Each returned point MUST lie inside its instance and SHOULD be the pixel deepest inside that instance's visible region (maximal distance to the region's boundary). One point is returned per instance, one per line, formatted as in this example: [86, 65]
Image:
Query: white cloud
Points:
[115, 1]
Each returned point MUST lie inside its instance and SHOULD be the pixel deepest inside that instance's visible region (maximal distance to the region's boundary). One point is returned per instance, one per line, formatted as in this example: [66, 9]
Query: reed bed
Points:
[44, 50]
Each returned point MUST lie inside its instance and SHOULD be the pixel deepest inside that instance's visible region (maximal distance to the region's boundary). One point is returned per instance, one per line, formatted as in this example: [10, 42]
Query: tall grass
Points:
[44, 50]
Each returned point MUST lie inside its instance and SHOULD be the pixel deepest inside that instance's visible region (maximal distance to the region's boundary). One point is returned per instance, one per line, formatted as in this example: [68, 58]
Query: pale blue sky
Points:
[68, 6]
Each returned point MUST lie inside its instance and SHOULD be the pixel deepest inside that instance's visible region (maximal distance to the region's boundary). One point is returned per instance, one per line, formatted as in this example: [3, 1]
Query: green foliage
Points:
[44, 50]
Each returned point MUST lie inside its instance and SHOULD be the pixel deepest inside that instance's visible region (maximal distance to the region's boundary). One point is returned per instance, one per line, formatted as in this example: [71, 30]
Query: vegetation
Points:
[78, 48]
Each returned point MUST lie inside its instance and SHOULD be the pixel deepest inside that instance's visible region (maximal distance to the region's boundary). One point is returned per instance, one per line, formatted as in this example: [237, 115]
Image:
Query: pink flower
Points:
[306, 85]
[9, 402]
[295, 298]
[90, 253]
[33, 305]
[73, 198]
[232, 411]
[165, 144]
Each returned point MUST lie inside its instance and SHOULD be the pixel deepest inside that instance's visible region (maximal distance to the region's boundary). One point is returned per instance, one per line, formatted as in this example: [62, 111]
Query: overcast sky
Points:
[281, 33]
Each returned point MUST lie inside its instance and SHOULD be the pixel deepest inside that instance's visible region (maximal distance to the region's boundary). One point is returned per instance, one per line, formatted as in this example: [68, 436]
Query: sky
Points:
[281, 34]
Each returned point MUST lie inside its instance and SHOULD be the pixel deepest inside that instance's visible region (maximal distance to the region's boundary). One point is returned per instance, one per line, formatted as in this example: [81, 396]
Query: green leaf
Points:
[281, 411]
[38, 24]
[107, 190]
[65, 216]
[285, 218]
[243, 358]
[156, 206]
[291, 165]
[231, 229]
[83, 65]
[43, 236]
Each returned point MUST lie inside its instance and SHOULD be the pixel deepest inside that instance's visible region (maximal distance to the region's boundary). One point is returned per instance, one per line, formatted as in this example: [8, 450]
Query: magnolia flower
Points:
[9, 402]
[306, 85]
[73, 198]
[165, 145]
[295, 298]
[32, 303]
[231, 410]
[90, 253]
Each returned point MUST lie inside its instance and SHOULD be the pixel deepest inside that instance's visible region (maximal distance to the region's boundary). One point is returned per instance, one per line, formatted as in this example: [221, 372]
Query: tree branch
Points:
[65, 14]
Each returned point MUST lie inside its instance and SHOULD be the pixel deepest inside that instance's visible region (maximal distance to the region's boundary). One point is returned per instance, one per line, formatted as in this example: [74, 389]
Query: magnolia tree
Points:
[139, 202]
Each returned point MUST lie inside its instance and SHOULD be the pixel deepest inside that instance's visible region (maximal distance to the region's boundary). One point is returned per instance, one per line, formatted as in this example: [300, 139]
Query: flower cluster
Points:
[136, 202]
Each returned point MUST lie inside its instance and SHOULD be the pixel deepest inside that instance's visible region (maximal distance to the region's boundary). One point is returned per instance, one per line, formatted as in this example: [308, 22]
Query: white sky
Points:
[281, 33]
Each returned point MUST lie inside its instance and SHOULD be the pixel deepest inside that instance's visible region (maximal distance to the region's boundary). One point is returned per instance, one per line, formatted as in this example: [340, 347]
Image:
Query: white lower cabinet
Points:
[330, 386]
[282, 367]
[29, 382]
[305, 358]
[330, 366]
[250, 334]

TASK TO CARRY OUT |
Copy all of the data above again word for word, with nothing changed, added, or left out.

THE ANSWER |
Each returned point MUST lie inside its instance and SHOULD be the pixel deepest inside that instance's visible region (maximal distance to the region's boundary). One point is returned per instance, one per line, formatted as in this example: [86, 65]
Image:
Query: white cloud
Points:
[115, 1]
Each returned point MUST lie inside its instance and SHOULD be the pixel deepest inside that instance's visible region (maximal distance to the region's boundary). One point is returned per instance, one per line, formatted as in this example: [66, 9]
Query: reed bed
Points:
[44, 50]
Each returned point MUST lie inside its instance and SHOULD be the pixel deepest inside that instance's visible region (maximal distance to the region's boundary). One point is returned per instance, one per line, formatted as in this example: [10, 42]
Query: tall grass
Points:
[44, 50]
Each returned point MUST lie inside its instance and SHOULD be the pixel deepest inside that instance's visible region (maximal distance to the region's boundary). One point is returned per instance, one per line, formatted as in this example: [68, 58]
Query: pale blue sky
Points:
[68, 6]
Each returned point MUST lie inside its instance and SHOULD be the pixel deepest inside that instance's visible region (maximal distance to the region's boundary). One point is returned per instance, one per line, formatted as in this example: [3, 1]
Query: green foliage
Points:
[44, 50]
Each returned point MUST lie inside its instance and SHOULD be the pixel deepest inside that instance's visible region (maximal distance to the region's boundary). One point is returned per instance, one per line, formatted as in this example: [71, 30]
Query: vegetation
Points:
[78, 48]
Each returned point MUST lie inside its instance and SHOULD be the pixel deepest inside that instance's visible region (maximal distance to the region's boundary). One point is returned per instance, one per line, formatted as in this example: [237, 115]
Image:
Query: pink flower
Points:
[306, 85]
[9, 402]
[295, 298]
[90, 253]
[33, 305]
[73, 198]
[232, 411]
[165, 144]
Each returned point MUST lie inside its instance and SHOULD be the pixel deepest inside that instance's visible region (maximal distance to the region's boundary). One point is returned per instance, one per line, formatted as in this example: [62, 111]
Query: overcast sky
Points:
[281, 33]
Each returned point MUST lie inside its instance and SHOULD be the pixel deepest inside that instance's visible region (maximal distance to the region's boundary). One point is returned per instance, one per line, formatted as in this example: [68, 436]
Query: sky
Points:
[281, 34]
Each returned point MUST lie inside its instance and SHOULD be the pixel deepest inside that instance's visible region (maximal distance to the region's boundary). One point is returned per instance, one per line, formatted as in this example: [81, 396]
Query: green leaf
Points:
[281, 411]
[38, 24]
[107, 190]
[65, 216]
[285, 218]
[243, 358]
[156, 206]
[291, 165]
[231, 229]
[83, 65]
[43, 236]
Each returned point MUST lie inside its instance and SHOULD be the pixel deepest inside that instance's visible region (maximal distance to the region's boundary). One point is returned per instance, one per line, formatted as in this example: [8, 450]
Query: magnolia flower
Points:
[9, 402]
[306, 85]
[73, 198]
[165, 145]
[295, 298]
[32, 303]
[231, 410]
[90, 253]
Each returned point MUST lie inside its instance and SHOULD be the pixel deepest inside that instance's visible region (maximal distance to the region's boundary). One point is returned per instance, one per line, formatted as in this example: [221, 372]
Query: tree branch
Points:
[65, 14]
Each returned point MUST lie inside its instance and SHOULD be the pixel deepest inside that instance's visible region (maximal distance to the region's boundary). One point is returned per instance, one per line, formatted as in this example: [74, 389]
Query: magnolia tree
Points:
[139, 202]
Each returned point MUST lie inside its instance and SHOULD be the pixel deepest inside that instance's visible region (maximal distance to the region's boundary). One point is returned per instance, one per line, formatted as in this example: [300, 139]
Query: flower cluster
Points:
[136, 202]
Each returned point MUST lie inside its instance and SHOULD be the pixel deepest inside that instance's visible region (maximal distance to the region's boundary). One point is returned per instance, one per line, formatted as in this example: [308, 22]
Query: white sky
Points:
[281, 33]
Each returned point MUST lie inside its instance and SHOULD be the pixel deepest inside that instance's visible region (maximal distance to the region's boundary). One point is returned per instance, one per line, formatted as in this example: [340, 347]
Image:
Query: white lower cabinet
Points:
[330, 386]
[282, 367]
[29, 382]
[305, 358]
[330, 366]
[250, 334]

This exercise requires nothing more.